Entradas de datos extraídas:
===

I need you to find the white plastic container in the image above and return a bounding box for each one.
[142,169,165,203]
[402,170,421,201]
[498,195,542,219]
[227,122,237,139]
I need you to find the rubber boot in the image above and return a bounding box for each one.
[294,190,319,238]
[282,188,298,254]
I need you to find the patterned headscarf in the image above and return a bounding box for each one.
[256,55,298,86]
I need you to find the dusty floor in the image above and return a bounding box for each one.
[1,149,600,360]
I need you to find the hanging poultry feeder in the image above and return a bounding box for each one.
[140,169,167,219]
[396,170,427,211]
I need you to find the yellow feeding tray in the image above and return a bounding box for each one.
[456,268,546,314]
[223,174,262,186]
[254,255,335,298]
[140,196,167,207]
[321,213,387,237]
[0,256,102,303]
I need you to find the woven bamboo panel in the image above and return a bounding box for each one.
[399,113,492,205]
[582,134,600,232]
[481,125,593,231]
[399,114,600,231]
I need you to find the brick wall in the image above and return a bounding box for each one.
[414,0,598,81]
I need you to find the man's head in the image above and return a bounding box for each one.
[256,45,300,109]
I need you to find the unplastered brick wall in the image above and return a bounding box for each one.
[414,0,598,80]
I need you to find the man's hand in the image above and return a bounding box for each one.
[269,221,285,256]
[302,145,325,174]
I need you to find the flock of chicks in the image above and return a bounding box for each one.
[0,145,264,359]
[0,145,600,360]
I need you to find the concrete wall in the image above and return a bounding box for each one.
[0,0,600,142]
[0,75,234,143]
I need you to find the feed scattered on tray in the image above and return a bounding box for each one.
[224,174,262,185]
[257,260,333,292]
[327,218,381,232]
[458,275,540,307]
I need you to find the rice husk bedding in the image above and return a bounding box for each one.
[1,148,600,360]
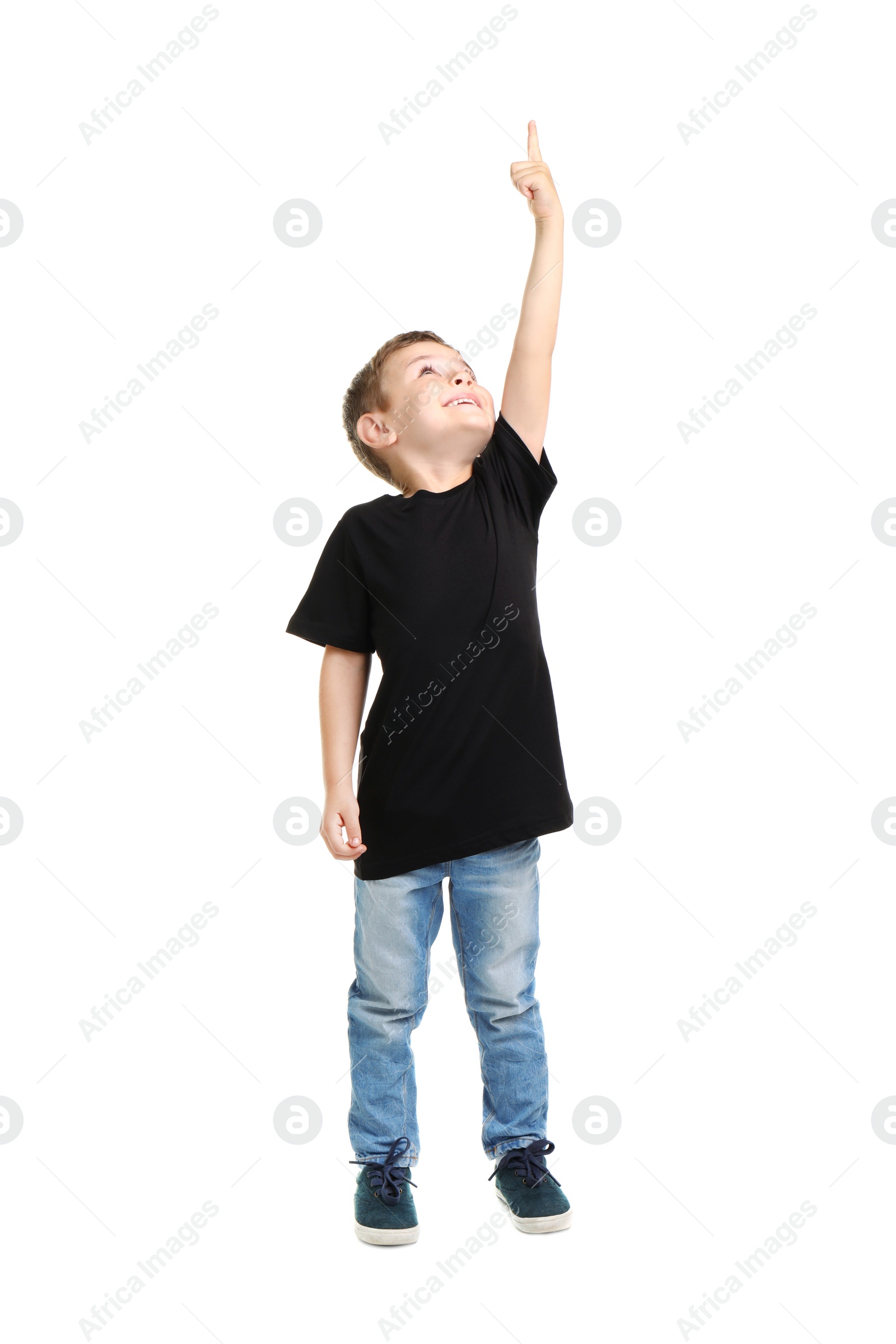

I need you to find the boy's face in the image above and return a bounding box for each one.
[357,342,494,478]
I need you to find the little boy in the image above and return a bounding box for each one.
[287,121,572,1246]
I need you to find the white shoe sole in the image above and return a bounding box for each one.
[354,1223,421,1246]
[494,1187,572,1233]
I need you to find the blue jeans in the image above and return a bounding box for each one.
[348,839,548,1165]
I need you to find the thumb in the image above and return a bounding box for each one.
[343,814,361,850]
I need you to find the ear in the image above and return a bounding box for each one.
[354,411,398,450]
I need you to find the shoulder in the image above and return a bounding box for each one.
[336,494,402,536]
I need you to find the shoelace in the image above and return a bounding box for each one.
[351,1135,419,1204]
[489,1138,560,1187]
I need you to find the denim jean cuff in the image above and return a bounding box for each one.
[485,1135,547,1160]
[354,1152,419,1166]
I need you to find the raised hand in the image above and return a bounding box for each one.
[511,121,563,219]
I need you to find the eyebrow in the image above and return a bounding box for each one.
[404,355,475,377]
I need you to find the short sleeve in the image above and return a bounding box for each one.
[481,416,558,531]
[286,519,375,653]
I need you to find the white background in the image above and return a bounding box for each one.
[0,0,896,1344]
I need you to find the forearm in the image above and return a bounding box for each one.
[513,207,563,360]
[320,644,371,792]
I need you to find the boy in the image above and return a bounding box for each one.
[287,121,572,1246]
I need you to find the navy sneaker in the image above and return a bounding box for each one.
[352,1135,421,1246]
[489,1138,572,1233]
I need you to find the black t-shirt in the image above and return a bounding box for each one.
[286,416,572,880]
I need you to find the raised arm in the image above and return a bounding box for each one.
[501,121,563,463]
[320,644,371,859]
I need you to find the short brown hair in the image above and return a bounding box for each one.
[343,332,454,489]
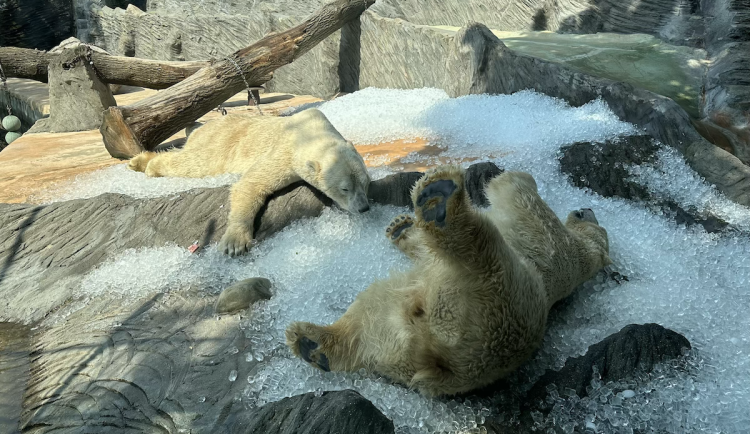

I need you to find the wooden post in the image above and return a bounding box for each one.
[100,0,375,158]
[0,47,210,89]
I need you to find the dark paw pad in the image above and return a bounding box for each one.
[299,337,331,372]
[417,179,457,226]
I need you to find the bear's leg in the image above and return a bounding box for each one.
[128,151,156,172]
[485,172,578,303]
[218,166,299,256]
[385,214,427,260]
[412,166,517,272]
[286,298,378,371]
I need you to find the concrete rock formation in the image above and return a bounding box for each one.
[78,0,750,209]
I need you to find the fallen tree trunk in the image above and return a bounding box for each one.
[100,0,375,158]
[0,47,210,89]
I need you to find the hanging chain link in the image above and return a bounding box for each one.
[225,56,263,116]
[0,59,13,116]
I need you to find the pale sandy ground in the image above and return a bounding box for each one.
[0,80,441,203]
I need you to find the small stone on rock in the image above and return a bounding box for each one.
[215,277,272,314]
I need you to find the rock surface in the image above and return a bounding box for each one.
[219,390,394,434]
[701,0,750,164]
[214,277,272,314]
[560,135,728,233]
[526,324,691,411]
[485,324,691,434]
[29,43,117,133]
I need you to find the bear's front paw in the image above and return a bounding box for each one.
[286,322,331,372]
[218,225,253,257]
[385,214,414,243]
[412,166,464,228]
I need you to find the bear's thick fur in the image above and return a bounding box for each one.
[133,109,370,256]
[286,166,611,395]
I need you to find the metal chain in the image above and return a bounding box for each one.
[0,63,13,116]
[225,56,263,116]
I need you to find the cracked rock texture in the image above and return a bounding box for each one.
[225,390,394,434]
[0,164,499,433]
[82,0,750,205]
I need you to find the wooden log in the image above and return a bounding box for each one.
[100,0,375,158]
[0,47,210,89]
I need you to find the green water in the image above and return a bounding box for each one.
[440,26,707,118]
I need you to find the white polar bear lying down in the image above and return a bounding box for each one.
[128,109,370,256]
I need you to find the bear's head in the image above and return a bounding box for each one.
[305,143,370,213]
[565,208,612,272]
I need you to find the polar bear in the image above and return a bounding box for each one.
[128,109,370,256]
[286,166,611,396]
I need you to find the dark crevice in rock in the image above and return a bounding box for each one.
[559,135,729,233]
[525,324,691,412]
[218,390,394,434]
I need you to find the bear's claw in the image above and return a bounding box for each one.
[416,179,458,227]
[299,336,331,372]
[217,226,254,257]
[385,214,414,242]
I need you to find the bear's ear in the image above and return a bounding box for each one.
[305,160,320,175]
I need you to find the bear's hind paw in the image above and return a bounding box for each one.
[385,214,414,243]
[413,166,464,228]
[286,323,331,372]
[217,225,254,257]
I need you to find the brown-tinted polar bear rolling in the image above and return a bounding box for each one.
[128,109,370,256]
[286,166,611,395]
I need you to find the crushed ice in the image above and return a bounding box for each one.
[67,89,750,433]
[34,164,239,203]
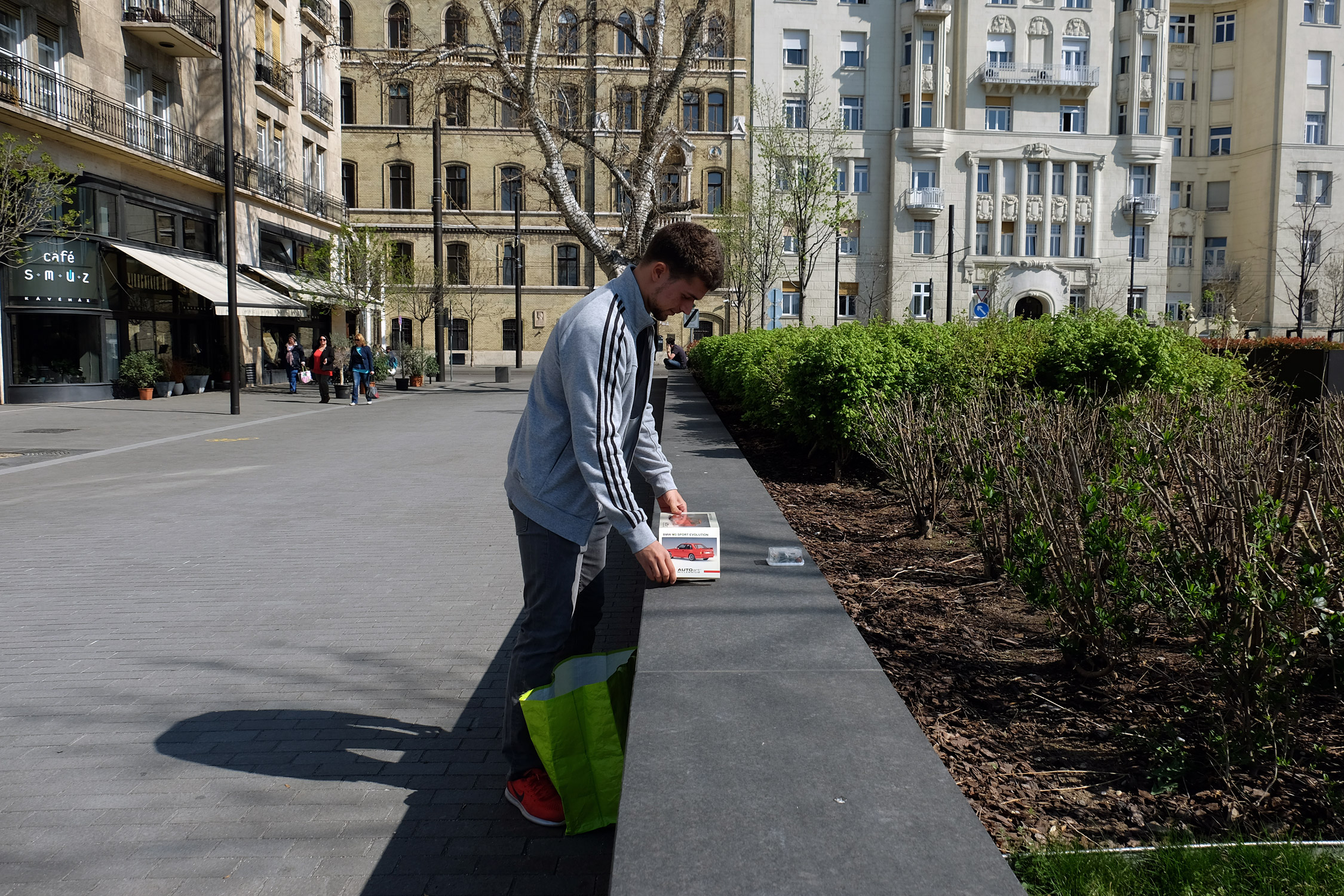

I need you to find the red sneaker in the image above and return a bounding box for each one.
[504,768,564,827]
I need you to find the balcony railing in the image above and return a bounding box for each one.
[234,156,345,220]
[257,50,294,99]
[304,81,332,125]
[980,62,1101,87]
[121,0,219,50]
[0,56,225,180]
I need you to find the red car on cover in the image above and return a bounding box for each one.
[668,541,714,560]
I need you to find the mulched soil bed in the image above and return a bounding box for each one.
[711,386,1344,852]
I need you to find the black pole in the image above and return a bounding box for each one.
[946,205,957,324]
[430,116,445,383]
[219,0,243,414]
[514,193,523,369]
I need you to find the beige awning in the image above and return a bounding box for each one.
[113,243,308,317]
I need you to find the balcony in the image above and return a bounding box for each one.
[0,56,225,180]
[304,81,332,130]
[906,187,944,220]
[1119,194,1162,225]
[976,62,1101,94]
[299,0,336,35]
[121,0,219,59]
[256,50,294,106]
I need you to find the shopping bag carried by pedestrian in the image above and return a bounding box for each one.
[519,648,634,834]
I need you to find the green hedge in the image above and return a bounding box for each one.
[691,312,1246,447]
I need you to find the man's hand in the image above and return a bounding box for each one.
[634,542,684,584]
[659,489,686,514]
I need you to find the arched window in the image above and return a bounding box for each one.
[444,165,471,208]
[340,0,355,47]
[387,162,415,208]
[500,165,523,211]
[704,171,723,215]
[444,243,472,282]
[555,10,579,55]
[555,243,579,286]
[616,12,639,56]
[682,90,700,130]
[387,2,412,50]
[704,90,729,133]
[704,16,727,59]
[500,7,523,53]
[387,82,412,125]
[444,2,467,47]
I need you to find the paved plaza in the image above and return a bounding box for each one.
[0,373,643,896]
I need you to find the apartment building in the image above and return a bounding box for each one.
[0,0,345,401]
[339,0,750,366]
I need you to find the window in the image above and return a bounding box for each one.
[704,90,727,133]
[389,2,412,48]
[1208,128,1232,156]
[500,165,523,211]
[444,2,467,47]
[840,97,863,130]
[1294,171,1331,205]
[1059,103,1087,134]
[913,220,933,255]
[1204,237,1227,268]
[555,10,579,55]
[555,243,579,286]
[704,171,723,215]
[340,161,359,208]
[840,32,864,69]
[444,165,471,208]
[1305,112,1325,144]
[387,83,412,125]
[1306,53,1331,87]
[1167,16,1195,43]
[1167,237,1195,268]
[910,282,933,320]
[682,90,700,130]
[985,97,1012,130]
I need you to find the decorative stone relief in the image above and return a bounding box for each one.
[1050,196,1069,225]
[976,194,995,220]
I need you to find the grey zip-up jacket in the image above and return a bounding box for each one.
[504,268,676,551]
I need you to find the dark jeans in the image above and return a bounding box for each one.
[504,505,612,781]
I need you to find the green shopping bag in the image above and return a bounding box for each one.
[519,648,634,834]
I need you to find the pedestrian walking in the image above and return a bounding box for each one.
[281,333,304,395]
[349,333,374,406]
[313,336,336,404]
[504,222,723,825]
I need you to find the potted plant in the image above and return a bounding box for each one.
[121,352,162,400]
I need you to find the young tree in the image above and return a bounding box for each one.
[0,133,79,268]
[363,0,729,277]
[753,70,854,323]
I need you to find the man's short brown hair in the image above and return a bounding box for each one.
[640,220,723,290]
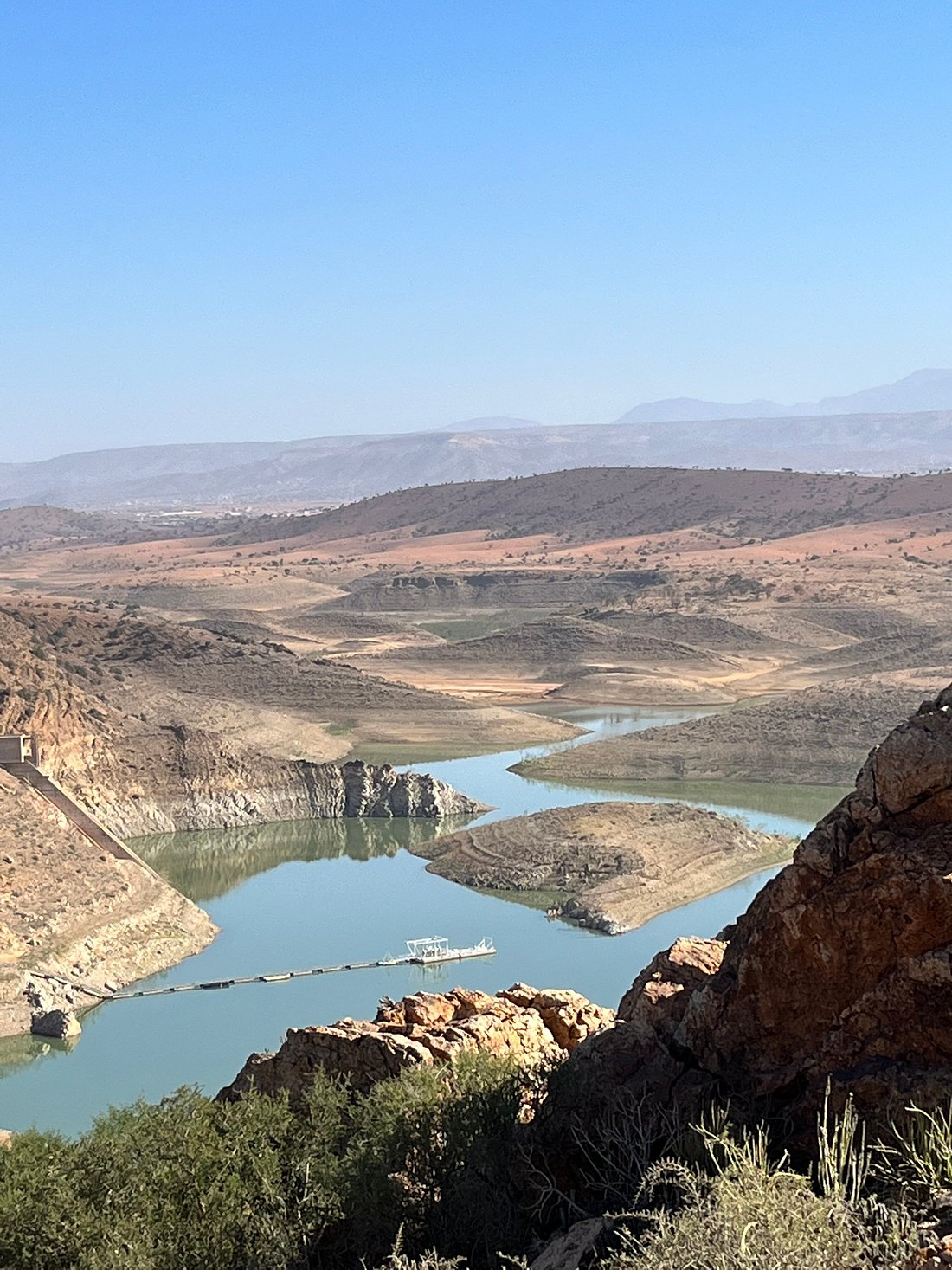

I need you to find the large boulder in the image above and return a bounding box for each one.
[547,687,952,1138]
[218,983,614,1101]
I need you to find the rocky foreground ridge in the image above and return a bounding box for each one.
[222,686,952,1172]
[218,983,614,1101]
[537,686,952,1137]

===

Qué se pide:
Transcribe sin cambios las líneas del material que van desde la que contiene "I need you to find the rock surface" hasta la que contiene "[412,166,464,228]", ambas incluidas, y nada más.

Resultado correcto:
I need you to find the rock surface in the image above and return a bounding box for each one.
[219,390,394,434]
[701,0,750,164]
[214,277,272,314]
[560,135,728,233]
[526,324,691,411]
[485,324,691,434]
[29,43,117,133]
I need you to find the bear's front paw in the image above and return a bounding box for each one.
[286,322,331,372]
[218,225,253,257]
[385,214,414,243]
[412,166,464,228]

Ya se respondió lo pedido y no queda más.